PASSAGE PROVIDED:
Re: Guessing?

From: JOG <jog_at_cs.nott.ac.uk>
Date: Sun, 13 Jul 2008 09:07:36 -0700 (PDT)
Message-ID: <694d29db-43b3-4ce7-9a77-6c2b3a024027_at_k37g2000hsf.googlegroups.com>


An enjoyable rant! However there were some points which were just sooooo wrong that I hope you will forgive me for taking the liberty of snipping them out so as to reply to them specifically.

>> Marshall wrote:
>> That AI researchers of the past were overly optimistic is no
>> indication, one way or the other, of what is possible mechanically.
>> We programmers are often excessively optimistic in project
>> estimates. Guilty!

Yes and the ones who proved to be wrong bailed out of AI to pedal their rule-based crap (snake-oil?) as the semantic web, keeping themselves in nice custhy jobs, wasting more money on more junk, and leaving everyone else to find a strategy that actually might work.

>> I will also acknowledge up front that this question is not
>> settled, and the only thing that will settle it for sure is
>> when we have a machine that is obviously as smart as
>> a human, and as generally capable cognitively. (Alternatively,
>> a solid refutation of the Church-Turing thesis would prove
>> it impossible. But that won't happen.)

I'm afraid Turing is against you, so its a mistake to reference him. He claimed that universal turing machines could be turned to "any welldefined  task by being supplied with the appropriate programme". Yup, that was any "well-defined" task, not any task at all. He wasn't stupid that Turing lad.

AVAILABLE DATA:
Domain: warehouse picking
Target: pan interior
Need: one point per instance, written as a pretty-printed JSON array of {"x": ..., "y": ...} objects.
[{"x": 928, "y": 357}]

EXERCISES TO COMPLETE:
A. In the forum reply, why does the writer say it is a mistake to reference Turing? Answer in one to three sentences.
B. According to the forum reply, what did the AI researchers who proved wrong go on to do?
C. Please pick up the forum reply after its last sentence and continue it in the same voice.
The lines are separate material, apart from the forum reply.

EXPECTED RESPONSES:
A. Turing claimed that universal Turing machines could be turned to any "well-defined" task when supplied with the appropriate program, not to any task at all. The writer therefore holds that Turing's own claim works against Marshall's position.

B. They left AI to promote rule-based approaches as the semantic web.

C.
Like many at the time Minsky mitakenly took this to mean that "Mental processes resemble the kind of processes found in computer programs: arbitrary symbol associations, treelike storage schemes, conditional transfers, and the like".

Oh. Dear. You see, that's what modern AI rejected, not some bizarre notion of not being able to mechanize things.

>> The situation with the brain is no different. We can't build it today, but
>> it is simply because we aren't there yet; we will be at
>> some point in the future. Nothing magically prevents
>> us from ever getting there.

Who has ever said that? Who are you arguing with? Creationists? ;)

>> The greatest weakness in the entire debate, however,
>> is the capacity issue. Lack of computing capacity is
>> a complete explanation for what computers can't do (yet.)

<splutter/>

Ok, this one is just ridiculous. Lets take the bastion of good old fashioned AI - chess. In the 90's the chess AI "deep blue" was processing over 200 million board positions a second. That's right. 200 millions every single second. Let's compare that to a grand master, who can examine about 8. Yup, that's 199,999,992 less positions per second than the AI.

Oh yup, just CLEARLY the problem is that our computers aren't quick enough!

>> What must be necessary for the mind to be non-algorithmic?

I'd say there's a lot of pattern matching going on.

>> That we can mechanize an English-Arabic,
>> Arabic-English dictionary might cause us irrational
>> exuberance around the idea of translating one into the
>> other, but it turns out that natural language translation
>> is about a lot more than just dictionaries.

Yes, /exactly/. Language (and its meaning) can't be nice neatly externalized in a formalized description, packaged off as a set of rules. That's exactly what Wittgenstein said, the guy you called an idiot earlier. You have to be embodied in the world that language is referring to, to understand its meaning. Otherwise its all just syntax. And thats certainly that's not how we learn language - we bootstrap by direct experience of what the words refer to.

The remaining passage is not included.